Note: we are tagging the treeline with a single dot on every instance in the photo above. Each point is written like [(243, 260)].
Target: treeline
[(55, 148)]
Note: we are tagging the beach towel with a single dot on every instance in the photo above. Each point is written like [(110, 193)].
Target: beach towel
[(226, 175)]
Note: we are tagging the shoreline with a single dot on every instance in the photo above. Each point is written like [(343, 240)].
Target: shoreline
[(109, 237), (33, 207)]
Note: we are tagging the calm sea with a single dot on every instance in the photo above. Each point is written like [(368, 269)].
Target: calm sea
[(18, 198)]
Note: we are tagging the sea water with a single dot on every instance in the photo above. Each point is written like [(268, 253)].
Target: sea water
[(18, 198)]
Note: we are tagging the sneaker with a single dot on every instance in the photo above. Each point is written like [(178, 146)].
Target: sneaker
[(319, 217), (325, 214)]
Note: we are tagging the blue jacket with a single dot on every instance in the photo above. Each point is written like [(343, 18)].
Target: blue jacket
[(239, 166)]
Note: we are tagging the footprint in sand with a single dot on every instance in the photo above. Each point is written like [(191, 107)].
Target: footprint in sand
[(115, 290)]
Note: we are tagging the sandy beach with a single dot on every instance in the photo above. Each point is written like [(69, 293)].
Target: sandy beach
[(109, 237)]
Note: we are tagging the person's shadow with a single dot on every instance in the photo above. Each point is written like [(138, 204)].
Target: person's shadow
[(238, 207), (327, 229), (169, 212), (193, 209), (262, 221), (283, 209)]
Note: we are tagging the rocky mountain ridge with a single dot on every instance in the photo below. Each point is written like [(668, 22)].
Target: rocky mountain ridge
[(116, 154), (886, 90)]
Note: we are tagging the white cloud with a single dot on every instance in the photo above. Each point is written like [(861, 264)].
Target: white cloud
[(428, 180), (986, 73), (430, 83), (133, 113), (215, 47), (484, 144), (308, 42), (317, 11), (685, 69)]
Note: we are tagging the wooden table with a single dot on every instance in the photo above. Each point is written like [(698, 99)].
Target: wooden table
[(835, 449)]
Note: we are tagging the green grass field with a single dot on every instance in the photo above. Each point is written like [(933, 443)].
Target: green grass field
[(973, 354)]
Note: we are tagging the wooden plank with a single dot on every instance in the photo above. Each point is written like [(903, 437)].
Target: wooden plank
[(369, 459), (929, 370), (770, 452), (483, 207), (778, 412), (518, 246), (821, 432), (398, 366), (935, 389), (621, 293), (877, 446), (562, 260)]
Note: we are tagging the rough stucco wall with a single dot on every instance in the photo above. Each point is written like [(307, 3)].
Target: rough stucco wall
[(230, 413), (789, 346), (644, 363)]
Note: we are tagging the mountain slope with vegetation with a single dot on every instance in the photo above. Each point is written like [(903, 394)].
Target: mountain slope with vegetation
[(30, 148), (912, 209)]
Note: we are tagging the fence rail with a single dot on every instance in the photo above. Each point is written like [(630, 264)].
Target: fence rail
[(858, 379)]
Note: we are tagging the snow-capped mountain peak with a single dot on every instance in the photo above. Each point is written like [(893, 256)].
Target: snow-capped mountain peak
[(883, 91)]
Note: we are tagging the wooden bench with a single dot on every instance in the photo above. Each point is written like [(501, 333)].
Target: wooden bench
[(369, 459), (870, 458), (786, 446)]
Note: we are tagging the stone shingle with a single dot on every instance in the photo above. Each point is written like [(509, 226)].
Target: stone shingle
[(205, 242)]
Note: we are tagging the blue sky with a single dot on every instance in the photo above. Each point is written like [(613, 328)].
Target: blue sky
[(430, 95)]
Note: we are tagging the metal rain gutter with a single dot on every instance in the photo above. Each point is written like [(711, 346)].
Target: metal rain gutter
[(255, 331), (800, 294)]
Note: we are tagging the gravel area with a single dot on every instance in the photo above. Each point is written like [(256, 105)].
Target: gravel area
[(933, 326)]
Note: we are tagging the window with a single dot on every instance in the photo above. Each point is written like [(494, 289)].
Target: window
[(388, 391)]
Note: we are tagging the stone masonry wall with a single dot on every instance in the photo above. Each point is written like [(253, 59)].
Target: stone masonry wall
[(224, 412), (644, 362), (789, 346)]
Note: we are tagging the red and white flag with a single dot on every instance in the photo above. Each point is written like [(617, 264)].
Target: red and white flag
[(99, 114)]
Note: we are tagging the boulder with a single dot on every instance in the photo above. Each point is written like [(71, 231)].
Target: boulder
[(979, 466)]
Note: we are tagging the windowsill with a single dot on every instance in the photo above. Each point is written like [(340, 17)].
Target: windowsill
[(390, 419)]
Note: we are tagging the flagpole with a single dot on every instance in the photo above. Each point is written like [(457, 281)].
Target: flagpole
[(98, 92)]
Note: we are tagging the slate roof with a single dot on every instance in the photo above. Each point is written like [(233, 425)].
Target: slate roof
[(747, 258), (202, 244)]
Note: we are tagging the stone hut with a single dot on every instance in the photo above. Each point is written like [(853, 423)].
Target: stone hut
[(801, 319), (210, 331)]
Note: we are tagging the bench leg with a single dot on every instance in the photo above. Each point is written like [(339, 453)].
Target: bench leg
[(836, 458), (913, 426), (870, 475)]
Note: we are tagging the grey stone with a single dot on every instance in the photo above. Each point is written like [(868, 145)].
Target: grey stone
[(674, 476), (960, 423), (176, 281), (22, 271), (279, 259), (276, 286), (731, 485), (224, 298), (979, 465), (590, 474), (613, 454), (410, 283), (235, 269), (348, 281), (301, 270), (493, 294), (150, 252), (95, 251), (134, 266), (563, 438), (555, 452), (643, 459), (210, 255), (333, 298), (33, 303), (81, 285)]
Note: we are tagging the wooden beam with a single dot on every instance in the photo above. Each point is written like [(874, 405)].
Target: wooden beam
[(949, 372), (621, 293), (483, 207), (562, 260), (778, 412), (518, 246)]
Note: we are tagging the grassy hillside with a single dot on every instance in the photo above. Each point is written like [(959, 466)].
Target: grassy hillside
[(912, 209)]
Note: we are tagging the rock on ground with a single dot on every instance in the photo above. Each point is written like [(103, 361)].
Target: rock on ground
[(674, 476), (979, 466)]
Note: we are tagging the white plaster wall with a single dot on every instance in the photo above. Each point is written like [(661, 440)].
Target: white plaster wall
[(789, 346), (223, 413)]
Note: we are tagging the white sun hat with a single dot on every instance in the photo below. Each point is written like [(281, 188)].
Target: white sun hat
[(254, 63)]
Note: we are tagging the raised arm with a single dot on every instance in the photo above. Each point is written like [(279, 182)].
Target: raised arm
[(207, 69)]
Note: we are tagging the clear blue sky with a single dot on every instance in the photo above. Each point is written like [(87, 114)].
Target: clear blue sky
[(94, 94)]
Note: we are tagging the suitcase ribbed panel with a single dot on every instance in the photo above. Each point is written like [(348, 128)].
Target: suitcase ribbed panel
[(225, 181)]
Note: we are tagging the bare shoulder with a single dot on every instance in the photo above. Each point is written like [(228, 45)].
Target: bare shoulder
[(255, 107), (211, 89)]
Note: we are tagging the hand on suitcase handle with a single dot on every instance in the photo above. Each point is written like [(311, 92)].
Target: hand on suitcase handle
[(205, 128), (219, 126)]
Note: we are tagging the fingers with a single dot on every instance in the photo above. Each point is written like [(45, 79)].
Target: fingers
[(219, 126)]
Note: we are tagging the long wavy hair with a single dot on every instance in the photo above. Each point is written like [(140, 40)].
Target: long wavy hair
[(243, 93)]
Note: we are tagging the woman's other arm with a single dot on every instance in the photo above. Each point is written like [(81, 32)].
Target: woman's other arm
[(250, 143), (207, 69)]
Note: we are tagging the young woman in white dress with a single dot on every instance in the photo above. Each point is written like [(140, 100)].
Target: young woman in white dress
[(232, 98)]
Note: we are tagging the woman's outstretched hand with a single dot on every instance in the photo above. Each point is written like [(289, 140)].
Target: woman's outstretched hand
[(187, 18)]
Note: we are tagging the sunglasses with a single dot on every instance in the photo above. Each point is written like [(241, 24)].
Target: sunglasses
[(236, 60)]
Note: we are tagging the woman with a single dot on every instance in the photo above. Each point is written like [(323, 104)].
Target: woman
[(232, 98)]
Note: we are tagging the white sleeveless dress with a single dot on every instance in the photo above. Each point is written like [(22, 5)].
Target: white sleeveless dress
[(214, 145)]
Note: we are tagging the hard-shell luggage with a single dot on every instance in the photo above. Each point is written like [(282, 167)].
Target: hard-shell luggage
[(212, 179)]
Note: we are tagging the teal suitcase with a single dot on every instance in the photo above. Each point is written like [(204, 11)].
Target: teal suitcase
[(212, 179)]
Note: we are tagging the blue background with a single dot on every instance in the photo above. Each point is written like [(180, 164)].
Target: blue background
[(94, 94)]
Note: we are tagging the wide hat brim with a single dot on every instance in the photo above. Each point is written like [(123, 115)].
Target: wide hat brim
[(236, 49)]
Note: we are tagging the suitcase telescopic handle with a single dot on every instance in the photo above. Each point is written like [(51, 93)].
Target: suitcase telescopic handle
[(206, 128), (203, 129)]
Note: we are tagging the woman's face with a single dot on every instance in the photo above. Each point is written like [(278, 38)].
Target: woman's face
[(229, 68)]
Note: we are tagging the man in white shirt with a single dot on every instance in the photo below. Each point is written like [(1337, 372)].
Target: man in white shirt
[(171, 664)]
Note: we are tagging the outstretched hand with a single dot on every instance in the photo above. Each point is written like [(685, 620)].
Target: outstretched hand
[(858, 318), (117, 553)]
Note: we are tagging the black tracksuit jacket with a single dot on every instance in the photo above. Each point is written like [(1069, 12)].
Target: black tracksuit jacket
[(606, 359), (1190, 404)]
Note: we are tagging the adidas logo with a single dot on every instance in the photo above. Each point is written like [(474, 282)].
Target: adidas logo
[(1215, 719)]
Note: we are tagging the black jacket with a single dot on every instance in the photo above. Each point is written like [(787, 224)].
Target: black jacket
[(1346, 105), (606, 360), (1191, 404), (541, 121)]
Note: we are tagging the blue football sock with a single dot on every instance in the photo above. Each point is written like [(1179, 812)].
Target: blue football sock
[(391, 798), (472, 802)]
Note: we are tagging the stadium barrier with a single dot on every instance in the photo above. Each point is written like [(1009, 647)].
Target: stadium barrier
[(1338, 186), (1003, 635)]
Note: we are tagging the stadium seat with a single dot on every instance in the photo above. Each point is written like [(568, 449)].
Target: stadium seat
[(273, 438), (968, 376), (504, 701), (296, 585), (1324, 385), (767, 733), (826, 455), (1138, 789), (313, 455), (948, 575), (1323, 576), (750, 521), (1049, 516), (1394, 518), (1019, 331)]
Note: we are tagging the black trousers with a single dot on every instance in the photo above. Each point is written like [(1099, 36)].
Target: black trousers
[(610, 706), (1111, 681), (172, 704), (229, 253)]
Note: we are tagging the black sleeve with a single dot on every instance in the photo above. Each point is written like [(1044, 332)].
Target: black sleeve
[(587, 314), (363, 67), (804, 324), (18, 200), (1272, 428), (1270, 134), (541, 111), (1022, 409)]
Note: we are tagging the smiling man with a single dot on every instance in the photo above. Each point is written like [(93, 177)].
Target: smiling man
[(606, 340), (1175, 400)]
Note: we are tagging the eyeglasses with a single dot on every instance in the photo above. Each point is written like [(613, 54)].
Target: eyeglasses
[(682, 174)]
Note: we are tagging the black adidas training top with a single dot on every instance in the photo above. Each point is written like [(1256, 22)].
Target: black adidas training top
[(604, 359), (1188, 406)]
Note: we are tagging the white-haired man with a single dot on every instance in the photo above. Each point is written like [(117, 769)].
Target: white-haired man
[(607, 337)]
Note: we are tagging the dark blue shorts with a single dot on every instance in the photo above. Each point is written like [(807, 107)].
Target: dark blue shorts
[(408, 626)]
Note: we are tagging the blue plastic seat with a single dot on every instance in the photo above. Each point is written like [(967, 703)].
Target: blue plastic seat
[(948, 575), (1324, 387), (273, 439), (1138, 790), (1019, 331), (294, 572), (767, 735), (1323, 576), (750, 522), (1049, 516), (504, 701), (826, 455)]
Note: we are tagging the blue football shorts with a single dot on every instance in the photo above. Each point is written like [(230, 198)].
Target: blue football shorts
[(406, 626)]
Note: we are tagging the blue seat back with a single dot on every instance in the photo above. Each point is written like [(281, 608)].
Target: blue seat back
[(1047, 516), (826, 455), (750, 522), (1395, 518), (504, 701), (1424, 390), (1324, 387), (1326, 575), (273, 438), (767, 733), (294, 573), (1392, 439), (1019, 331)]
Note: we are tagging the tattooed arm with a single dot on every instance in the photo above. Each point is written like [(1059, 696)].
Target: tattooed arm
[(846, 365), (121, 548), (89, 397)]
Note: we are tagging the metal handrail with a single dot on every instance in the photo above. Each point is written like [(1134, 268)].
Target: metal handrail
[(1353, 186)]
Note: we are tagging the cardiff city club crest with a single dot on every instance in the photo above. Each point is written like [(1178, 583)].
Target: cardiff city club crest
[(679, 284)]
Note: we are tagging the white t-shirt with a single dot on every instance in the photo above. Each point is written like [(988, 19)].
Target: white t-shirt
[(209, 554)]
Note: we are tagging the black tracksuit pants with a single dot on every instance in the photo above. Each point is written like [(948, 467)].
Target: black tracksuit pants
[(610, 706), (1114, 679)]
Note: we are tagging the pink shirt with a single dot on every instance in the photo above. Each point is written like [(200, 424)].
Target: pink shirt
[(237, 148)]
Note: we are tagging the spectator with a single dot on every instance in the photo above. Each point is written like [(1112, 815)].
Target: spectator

════

- _What you should do_
Copy the material from the line that has "Note: we are tagging the wooden bench" through the line that has "[(99, 114)]", putting "gravel path" in place of "gravel area" and changing nothing else.

- _Solved problem_
Note: we are tagging the wooden bench with a single dot on every instance in the photo above. Each point is written like [(501, 333)].
Target: wooden bench
[(369, 459), (870, 458), (786, 446)]
Note: we are tagging the stone shingle with a single dot on every instance in the photo above. Each point is written like [(509, 226)].
Target: stone shingle
[(205, 242)]
Note: we are tagging the blue sky with a single dot on every instance in the photo above. Each point is written like [(613, 328)].
Target: blue sky
[(430, 95)]
Note: we are tagging the metal rain gutter with a single dot on every instance in the photo above. Each point is written like [(711, 346)].
Target: metal rain gutter
[(255, 331), (800, 294)]
Note: we are tagging the gravel path with a single dot on every instance in the photo above. Each point is written like [(256, 105)].
Target: gravel path
[(933, 326)]
Note: we are tagging the window with a single dot on every instance in the photo above. Each point is written like [(494, 289)].
Target: window
[(388, 391)]
Note: we are tagging the stone masonry wall with a single dot on every instance in the photo above. Each point is written like [(253, 59)].
Target: stone masonry wall
[(224, 412), (644, 362), (789, 346)]
Note: we are tagging the red and white flag with a single dot on every instance in the photo above. Each point is written like [(617, 264)].
Target: red and white flag
[(99, 114)]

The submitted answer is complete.